Exercise details
Rewrite every line of the records from the line with "of the street" to the line with "[1140, 304]", both included and the requests retained, offsetting each answer coordinate by adding 145 to it while leaving all other numbers unchanged. Omit the pictures from the output.

Dataset entries
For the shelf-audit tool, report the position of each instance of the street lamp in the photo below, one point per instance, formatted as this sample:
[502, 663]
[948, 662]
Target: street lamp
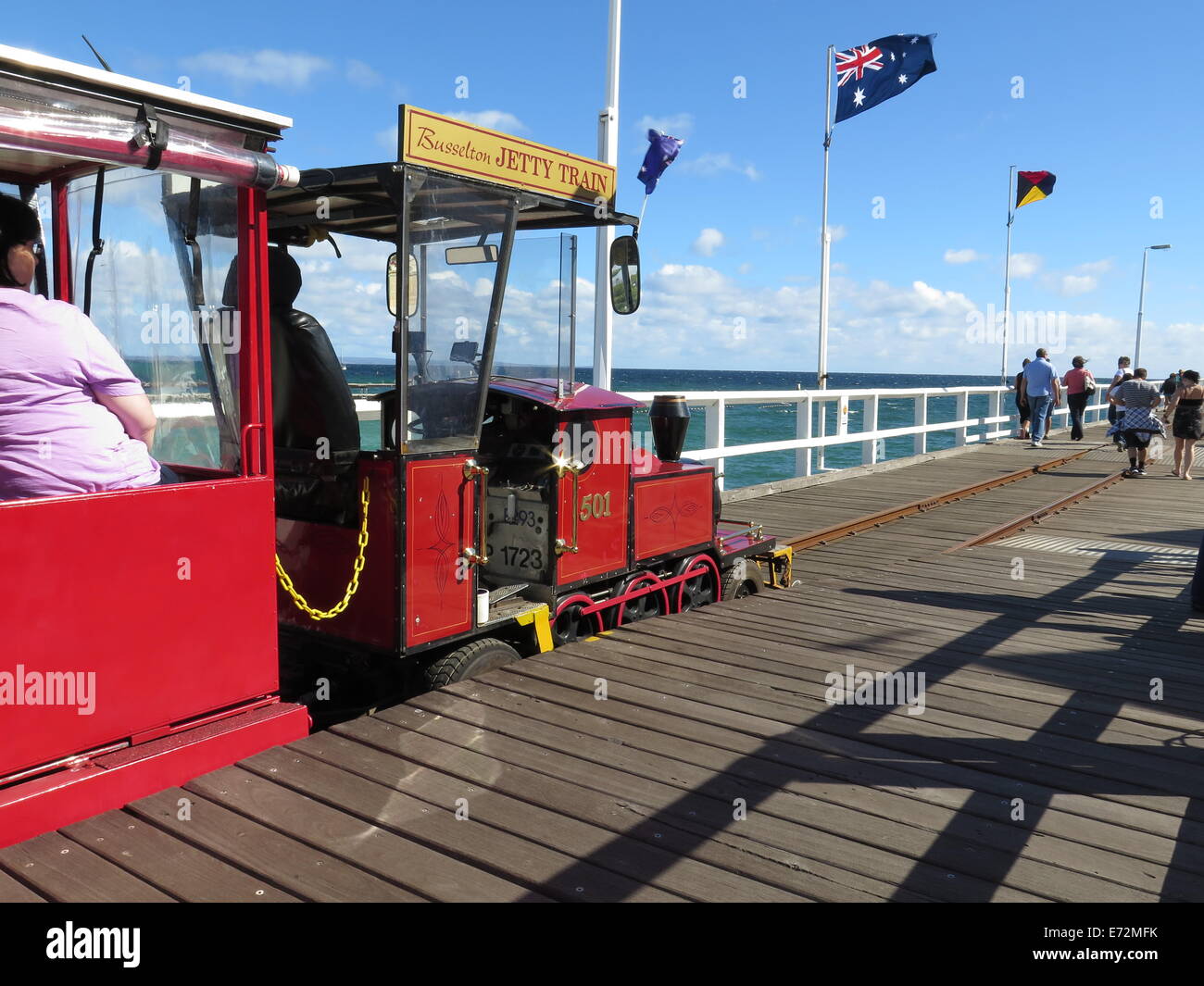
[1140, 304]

...

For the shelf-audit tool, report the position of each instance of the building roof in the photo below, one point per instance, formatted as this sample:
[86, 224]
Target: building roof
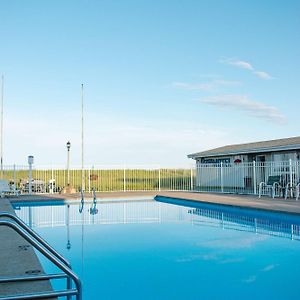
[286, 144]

Expected output
For the shelf-audit tool, report the position of each instance of the street lamp in the photo below, one point per instance, formatted as this sample:
[502, 663]
[948, 662]
Target: street lamp
[1285, 449]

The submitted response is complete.